PÁGINA:
==================================================

Al lado de vegetales útiles o simplemente agradables, Tierra Santa los produce también nocivos, entre los cuales hay un número extraordinario de plantas espinosas. Abundan en tal forma, que el texto hebreo de la Biblia emplea para designarlas hasta veintisiete expresiones diferentes. Si no se las persigue encarnizadamente, pronto invaden los campos y ahogan la buena semilla.
La fauna palestina no ha debido de modificarse mucho desde la época del Salvador. No nos ocuparemos aquí de ella sino en cuanto guarda relación con la historia evangélica. Entre los animales domésticos, el ganado mayor no parece ser en la actualidad muy abundante en el país. En cambio, se ven por todas partes en los campos rebaños de ovejas y cabras. Las ovejas son de ordinario blancas; la mayoría de las cabras son negras. El camello ya no se ve entre los judíos. Solamente en Jordania o entre los beduinos del desierto. Algunas veces le enganchan —en pareja asaz chocante— con el asno, que si no tiene en Palestina la elegante apostura de su congénere de Egipto, aventaja por su aspecto exterior al asno de nuestros países. Es la cabalgadura familiar del país. Más de una vez ocurre pensar en la Sagrada Familia, cuando alguna vez se ve a un hombre del pueblo caminando a pie, apoyado en un bastón y llevando de la brida a un asno, sobre el que se sienta una joven con un niño en sus brazos.

==================================================

DATOS PROPORCIONADOS:

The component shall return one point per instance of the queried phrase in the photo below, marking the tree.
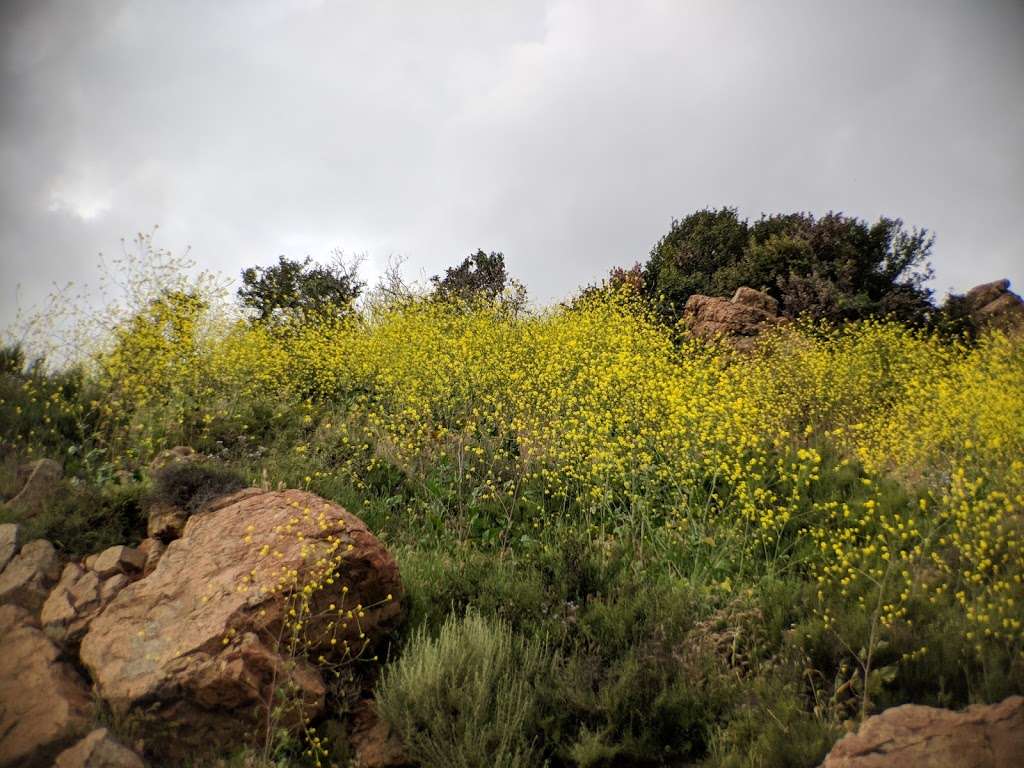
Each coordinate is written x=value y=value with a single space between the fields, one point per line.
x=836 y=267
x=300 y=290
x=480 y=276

==================================================

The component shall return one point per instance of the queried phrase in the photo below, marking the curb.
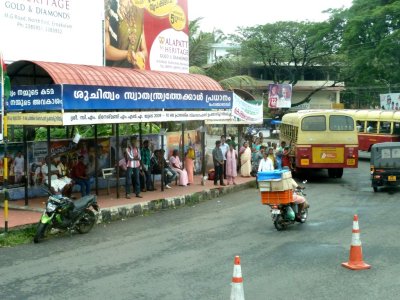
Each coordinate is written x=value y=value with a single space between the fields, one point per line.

==================================================

INSTRUCCIONES:
[A] Responde a partir de la página sobre Tierra Santa:
(i) ¿Cuántas expresiones diferentes usa el texto hebreo de la Biblia para designar las plantas espinosas?
(ii) ¿De qué color suelen ser las ovejas y de qué color es la mayoría de las cabras?
(iii) ¿En qué lugares se ve todavía el camello?
[B] Nombra cada especie animal que aparece con su nombre en la página sobre Tierra Santa.

RESPUESTAS COMPLETAS:
[A]
(i) Veintisiete.
(ii) Las ovejas suelen ser blancas, y la mayoría de las cabras son negras.
(iii) Solamente en Jordania o entre los beduinos del desierto.

[B] Ovejas, cabras, camello y asno.